=== Begin Enclosure ===
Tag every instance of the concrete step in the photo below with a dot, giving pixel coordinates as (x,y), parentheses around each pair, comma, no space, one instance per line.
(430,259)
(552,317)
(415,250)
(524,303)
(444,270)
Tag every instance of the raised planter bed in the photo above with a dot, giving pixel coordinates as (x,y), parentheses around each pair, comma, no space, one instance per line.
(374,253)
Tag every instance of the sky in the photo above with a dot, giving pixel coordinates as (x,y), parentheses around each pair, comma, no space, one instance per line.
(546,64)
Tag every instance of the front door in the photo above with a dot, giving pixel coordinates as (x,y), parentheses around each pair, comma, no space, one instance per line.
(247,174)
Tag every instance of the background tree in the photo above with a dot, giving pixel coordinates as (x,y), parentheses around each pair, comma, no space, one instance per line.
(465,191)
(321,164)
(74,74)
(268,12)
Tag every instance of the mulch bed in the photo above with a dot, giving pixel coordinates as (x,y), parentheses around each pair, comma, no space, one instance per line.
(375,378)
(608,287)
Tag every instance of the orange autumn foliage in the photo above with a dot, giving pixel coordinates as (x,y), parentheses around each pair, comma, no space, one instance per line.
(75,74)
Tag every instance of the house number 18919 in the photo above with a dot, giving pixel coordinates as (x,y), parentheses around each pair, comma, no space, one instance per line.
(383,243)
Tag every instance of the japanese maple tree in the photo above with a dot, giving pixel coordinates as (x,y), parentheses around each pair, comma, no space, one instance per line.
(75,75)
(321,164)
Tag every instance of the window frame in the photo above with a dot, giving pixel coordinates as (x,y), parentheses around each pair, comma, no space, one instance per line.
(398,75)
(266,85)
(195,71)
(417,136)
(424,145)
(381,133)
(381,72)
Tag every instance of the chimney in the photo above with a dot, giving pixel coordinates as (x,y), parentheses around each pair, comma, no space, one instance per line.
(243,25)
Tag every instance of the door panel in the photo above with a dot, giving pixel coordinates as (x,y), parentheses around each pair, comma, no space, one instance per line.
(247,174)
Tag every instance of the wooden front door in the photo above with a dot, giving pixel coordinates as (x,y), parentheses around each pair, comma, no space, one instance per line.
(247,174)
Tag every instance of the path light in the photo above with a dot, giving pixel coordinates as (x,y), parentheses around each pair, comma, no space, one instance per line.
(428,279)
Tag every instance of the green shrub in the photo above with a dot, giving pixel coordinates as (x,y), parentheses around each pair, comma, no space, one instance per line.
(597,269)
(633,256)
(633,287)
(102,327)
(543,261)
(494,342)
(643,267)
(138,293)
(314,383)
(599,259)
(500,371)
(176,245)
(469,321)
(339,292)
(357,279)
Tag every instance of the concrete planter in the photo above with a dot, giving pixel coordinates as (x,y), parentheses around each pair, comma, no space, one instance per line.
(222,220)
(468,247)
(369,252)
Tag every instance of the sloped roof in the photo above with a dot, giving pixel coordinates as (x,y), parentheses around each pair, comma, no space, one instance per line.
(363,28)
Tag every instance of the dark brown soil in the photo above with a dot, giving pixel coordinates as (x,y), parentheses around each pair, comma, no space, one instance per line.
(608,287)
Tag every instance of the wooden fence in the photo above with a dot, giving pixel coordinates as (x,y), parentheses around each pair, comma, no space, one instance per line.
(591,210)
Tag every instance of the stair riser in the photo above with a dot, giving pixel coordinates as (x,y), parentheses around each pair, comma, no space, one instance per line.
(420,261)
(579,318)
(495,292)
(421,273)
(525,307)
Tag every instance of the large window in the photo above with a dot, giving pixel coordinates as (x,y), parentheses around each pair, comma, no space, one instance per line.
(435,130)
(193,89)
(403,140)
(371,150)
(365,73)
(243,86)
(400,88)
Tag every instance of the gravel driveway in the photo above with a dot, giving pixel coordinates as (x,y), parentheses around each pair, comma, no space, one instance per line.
=== End Enclosure ===
EXERCISE GOAL >>
Every entry above must be reproduced word for word.

WRITTEN ANSWER >>
Tag every instance of the concrete step in the photo below with a dot, giving pixel coordinates as (x,y), parentheses around each pair, comma, no space, one instance per line.
(430,259)
(552,317)
(415,250)
(524,303)
(444,270)
Tag every instance of the raised planter bed in the photo above with a dot, giving pixel coordinates as (x,y), parentheses around each pair, comma, no space, one instance per line.
(374,253)
Tag every instance of the sky in the photo above with a dot, giving pixel coordinates as (x,y), parentheses around each pair, comma, no space, one instance per line.
(546,64)
Tag every instance of the front door in the photo above with a dot, giving pixel coordinates as (x,y), parentheses around each pair, comma, no space, one instance per line.
(247,174)
Tag every instance of the background tree in the photo above with a dot, giving pixel coordinates as (x,y), parentheses around each pair, comma, no space, one instance per line.
(465,191)
(321,164)
(74,74)
(268,12)
Tag every instance of the mulch bed in the photo above with a dot, giving pixel coordinates as (x,y), parentheses around each pair, comma, no space, one instance per line.
(375,378)
(608,287)
Tag every instance of the orange autumn foliage in the photo above with a dot, giving pixel coordinates as (x,y), parentheses around each pair, comma, no space, one instance per line.
(75,74)
Tag every instance of the house number 18919 in the photo above with a dot, giving pixel coordinates as (x,y), parentheses around each pair, comma, no space, one instance per line.
(383,243)
Tag every instance of the japanese maple tree in the photo above with a dot, giving pixel coordinates as (x,y), parentheses around each pair, comma, no space, one instance per line.
(75,75)
(321,164)
Tag every instance of the window frame in the photo above with a dot, giving pixel coordinates as (x,y), parentheses around each pair, comma, no space, one instance per line.
(398,75)
(266,85)
(195,71)
(417,136)
(424,145)
(381,133)
(381,72)
Tag every instance of the chimney in the photo above with a dot, giving pixel coordinates as (x,y), parentheses around each pair, comma, no space, one instance per line.
(243,25)
Tag every instance of the door panel in the photo above with a dot, giving pixel coordinates as (x,y), parentheses around each pair, comma, no space, one instance per line.
(247,174)
Tag every instance of the wooden front door in the photo above with a dot, giving pixel coordinates as (x,y), parentheses around each pair, comma, no space, one instance per line.
(247,174)
Tag every instance of the path light in the photo above with a dot, giving pixel coordinates as (x,y), parentheses around each pair, comma, no space, one instance per line.
(428,279)
Tag every instance of the green shrub in the photo above with a dot, giving pixel coordinates as (x,y), parentheses around each pair, comma, no space, one instance per line.
(597,269)
(633,256)
(633,287)
(102,327)
(543,261)
(494,342)
(643,267)
(138,293)
(314,383)
(599,259)
(500,371)
(176,245)
(469,321)
(339,292)
(357,279)
Tag every instance of the concrete planter in the photo above with a dot, giving pixel coordinates as (x,y), parentheses around each pair, comma, no space, one instance per line.
(222,220)
(468,247)
(369,252)
Tag every instance of the sloped roof in the photo above with a dot, giving pixel coordinates as (x,y), parentheses around each pair, comma, no space, one instance per line.
(363,28)
Tag every instance of the dark brown soil in the photo above with a dot, giving pixel coordinates as (x,y), parentheses around each pair, comma, no space, one instance per line.
(608,287)
Tag every instance of the wooden fence in the photo above with a dot, giving pixel coordinates as (x,y), parentheses around each pair, comma, no space, one instance per line.
(591,210)
Tag every instance of the stair riser in the photo above with a dot, giving pixel coordinates as (x,y), parentheses around each pair, comma, no space, one instance per line.
(420,261)
(579,318)
(495,292)
(421,273)
(525,307)
Tag every instance of the large window in the photo above with a dot, giving pixel coordinates as (x,y), parentheses around each pair, comma, no space, one instance per line.
(435,130)
(193,89)
(403,140)
(371,150)
(365,73)
(243,86)
(400,88)
Tag every instance of the gravel driveway in the photo above with a dot, giving pixel coordinates as (x,y), parentheses around each pair, comma, no space, one instance per line.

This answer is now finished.